• Задания:
1: Согласуются ли с отрывком утверждения (a), (b) и (c)? На каждое ответьте «да» или «нет» и приведите решающие слова отрывка дословно.
(a) Александра Андреевна отправилась в лес в плюшевом пальто и туфлях.
(b) Связь с партизанами она установила через Ефремова.
(c) Поздравительное письмо штабу заканчивалось просьбой о минах.
2: Ответьте по отрывку на вопросы (a), (b) и (c).
(a) Под чьим руководством действовала группа железнодорожников?
(b) К кому «Муся» приходила за партизанскими передачами?
(c) Сколько мин сверх нормы она просила подкинуть?

• Отрывок:
★ ★ ★ ★ ★ ★ ★
В конце концов, Александра Андреевна сама попыталась пойти в лес — ведь была же она туристской, экскурсоводом. Может быть, повезет — наткнется на партизан. Пошла в плюшевом своем пальто, в туфлях, какие были. Еле приволоклась назад по мокрому снегу, по гнилым листьям — не повезло. Связавшись с партизанами через бывшего своего ученика — Толю Досычева, «Муся» стала передавать в лес сведения, медикаменты, отсылать туда людей, которым грозило гестапо. Через нее в группу железнодорожников под руководством Ефремова-'Хрена' из лесу шли мины, и каждый раз она требовала их побольше.
Особенно азартно хотелось ей угостить немцев перед днем или в День Красной Армии, в сорок четвертом — пусть знают наших! Переправляя в лес предпраздничные подарки от подпольных групп, «Муся» послала штабу также большое поздравительное письмо. Оканчивалось оно, однако, всегдашним неистовым припевом: 'Нам нужны мины и еще мины к тем, что вы нам посылаете. Работа, несомненно, потребует много, много мин!'
Приходя к Ивану Андреевичу Козлову за партизанскими передачами, глядя на него жалобными глазами, протягивала крепкую, смуглую ладонь:
— Подкиньте, ну что вам стоит, хоть пяток сверх нормы.
★ ★ ★ ★ ★ ★ ★
• Извлечённые данные:
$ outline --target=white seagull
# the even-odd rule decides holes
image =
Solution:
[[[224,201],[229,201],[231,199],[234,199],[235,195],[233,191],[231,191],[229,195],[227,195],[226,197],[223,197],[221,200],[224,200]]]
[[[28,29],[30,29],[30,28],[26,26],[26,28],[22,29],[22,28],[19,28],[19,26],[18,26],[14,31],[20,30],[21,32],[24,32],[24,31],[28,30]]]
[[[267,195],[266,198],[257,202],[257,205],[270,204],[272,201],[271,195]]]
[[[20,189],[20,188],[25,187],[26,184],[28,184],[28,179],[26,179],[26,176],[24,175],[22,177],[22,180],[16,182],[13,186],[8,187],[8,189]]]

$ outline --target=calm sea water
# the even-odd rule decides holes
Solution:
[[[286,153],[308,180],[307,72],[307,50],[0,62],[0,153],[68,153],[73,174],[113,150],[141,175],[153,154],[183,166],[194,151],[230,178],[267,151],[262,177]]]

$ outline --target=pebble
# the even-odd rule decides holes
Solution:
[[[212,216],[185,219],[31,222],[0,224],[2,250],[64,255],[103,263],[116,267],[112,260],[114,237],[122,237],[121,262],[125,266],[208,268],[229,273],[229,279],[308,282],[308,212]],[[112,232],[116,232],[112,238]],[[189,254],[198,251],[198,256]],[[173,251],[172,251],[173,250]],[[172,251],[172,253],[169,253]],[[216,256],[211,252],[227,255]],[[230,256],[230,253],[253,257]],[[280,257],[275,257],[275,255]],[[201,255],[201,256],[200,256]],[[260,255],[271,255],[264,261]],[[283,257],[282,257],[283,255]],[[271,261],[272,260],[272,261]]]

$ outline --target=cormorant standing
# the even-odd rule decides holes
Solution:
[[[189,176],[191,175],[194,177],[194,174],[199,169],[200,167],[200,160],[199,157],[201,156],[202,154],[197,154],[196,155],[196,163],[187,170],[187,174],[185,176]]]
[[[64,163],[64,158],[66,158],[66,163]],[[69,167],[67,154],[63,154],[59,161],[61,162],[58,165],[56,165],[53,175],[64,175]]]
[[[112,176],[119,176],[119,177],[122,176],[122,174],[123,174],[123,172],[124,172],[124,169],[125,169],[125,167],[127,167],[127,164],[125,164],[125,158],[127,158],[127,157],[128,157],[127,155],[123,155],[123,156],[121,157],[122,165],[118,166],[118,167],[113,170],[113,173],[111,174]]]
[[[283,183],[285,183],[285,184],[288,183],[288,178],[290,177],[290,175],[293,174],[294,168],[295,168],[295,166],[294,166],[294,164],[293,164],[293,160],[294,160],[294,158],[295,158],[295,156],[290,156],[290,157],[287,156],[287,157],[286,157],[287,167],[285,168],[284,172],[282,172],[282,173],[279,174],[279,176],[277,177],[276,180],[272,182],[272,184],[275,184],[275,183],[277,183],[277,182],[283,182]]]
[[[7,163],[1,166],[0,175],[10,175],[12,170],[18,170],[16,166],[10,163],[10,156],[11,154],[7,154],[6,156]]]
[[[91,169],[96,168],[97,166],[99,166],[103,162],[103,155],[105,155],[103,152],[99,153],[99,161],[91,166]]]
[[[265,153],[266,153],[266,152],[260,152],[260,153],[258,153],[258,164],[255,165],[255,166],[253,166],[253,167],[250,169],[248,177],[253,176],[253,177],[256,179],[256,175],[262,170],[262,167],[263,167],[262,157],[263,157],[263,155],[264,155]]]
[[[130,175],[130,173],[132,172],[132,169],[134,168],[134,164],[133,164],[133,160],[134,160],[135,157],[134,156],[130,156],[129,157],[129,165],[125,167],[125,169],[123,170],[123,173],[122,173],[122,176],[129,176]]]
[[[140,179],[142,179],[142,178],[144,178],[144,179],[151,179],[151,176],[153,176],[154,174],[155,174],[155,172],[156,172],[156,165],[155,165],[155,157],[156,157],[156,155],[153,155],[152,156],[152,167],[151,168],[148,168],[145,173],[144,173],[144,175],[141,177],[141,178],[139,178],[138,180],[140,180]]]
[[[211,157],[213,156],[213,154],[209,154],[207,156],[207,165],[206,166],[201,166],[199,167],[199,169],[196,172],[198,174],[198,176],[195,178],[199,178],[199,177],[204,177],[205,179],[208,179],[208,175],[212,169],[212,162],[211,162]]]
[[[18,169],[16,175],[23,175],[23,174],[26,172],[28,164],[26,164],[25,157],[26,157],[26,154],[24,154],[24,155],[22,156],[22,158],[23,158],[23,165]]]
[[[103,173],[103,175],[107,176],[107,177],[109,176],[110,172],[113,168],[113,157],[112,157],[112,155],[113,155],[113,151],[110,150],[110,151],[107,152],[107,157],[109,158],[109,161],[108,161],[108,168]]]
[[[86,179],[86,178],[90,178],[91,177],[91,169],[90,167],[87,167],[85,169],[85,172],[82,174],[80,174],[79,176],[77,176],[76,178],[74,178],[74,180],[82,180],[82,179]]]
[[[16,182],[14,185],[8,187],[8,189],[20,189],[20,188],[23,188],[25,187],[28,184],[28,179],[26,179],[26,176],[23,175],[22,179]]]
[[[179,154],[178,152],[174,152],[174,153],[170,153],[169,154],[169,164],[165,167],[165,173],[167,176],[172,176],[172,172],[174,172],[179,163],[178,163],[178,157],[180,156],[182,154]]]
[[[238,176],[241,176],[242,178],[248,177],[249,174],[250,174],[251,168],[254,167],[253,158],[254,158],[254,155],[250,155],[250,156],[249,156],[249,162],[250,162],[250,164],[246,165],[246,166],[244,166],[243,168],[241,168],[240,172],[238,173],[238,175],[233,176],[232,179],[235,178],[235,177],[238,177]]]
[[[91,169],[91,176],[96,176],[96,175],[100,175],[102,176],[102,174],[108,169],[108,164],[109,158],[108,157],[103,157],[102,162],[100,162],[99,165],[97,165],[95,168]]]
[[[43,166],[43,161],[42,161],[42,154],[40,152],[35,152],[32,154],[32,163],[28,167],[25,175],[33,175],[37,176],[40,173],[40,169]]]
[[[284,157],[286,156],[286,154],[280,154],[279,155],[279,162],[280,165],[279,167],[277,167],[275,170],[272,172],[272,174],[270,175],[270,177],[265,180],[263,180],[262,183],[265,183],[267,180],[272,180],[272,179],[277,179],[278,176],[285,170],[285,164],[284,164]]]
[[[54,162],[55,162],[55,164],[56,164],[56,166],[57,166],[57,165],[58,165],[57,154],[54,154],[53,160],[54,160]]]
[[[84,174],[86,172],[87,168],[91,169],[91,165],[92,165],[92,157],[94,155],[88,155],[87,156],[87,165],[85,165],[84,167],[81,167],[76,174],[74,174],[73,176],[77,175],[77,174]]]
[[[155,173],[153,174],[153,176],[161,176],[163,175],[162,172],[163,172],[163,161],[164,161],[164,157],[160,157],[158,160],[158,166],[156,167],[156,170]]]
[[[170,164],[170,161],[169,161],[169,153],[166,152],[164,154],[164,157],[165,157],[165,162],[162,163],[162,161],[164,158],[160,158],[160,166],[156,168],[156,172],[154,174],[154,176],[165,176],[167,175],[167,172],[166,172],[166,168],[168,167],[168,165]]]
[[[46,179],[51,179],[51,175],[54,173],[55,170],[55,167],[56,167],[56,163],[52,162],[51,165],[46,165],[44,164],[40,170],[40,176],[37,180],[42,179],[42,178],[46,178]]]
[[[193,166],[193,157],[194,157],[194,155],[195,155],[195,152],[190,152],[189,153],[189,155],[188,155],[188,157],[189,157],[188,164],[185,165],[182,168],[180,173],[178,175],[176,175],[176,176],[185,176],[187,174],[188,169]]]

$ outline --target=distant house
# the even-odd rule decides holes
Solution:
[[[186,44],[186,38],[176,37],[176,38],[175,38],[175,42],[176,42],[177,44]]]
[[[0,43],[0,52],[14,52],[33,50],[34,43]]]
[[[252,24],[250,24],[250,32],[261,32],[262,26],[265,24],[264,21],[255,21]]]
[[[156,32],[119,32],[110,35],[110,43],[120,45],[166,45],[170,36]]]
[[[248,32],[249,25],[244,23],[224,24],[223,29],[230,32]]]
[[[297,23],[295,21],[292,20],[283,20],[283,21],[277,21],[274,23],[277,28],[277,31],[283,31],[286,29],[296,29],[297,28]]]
★ ★ ★ ★ ★ ★ ★
• Ответы по заданиям:
1:
(a) Да: «Пошла в плюшевом своем пальто, в туфлях, какие были».
(b) Нет: «Связавшись с партизанами через бывшего своего ученика — Толю Досычева».
(c) Да: «Оканчивалось оно, однако, всегдашним неистовым припевом: 'Нам нужны мины и еще мины к тем, что вы нам посылаете».

2:
(a) Под руководством Ефремова-'Хрена'.
(b) К Ивану Андреевичу Козлову.
(c) Хоть пяток.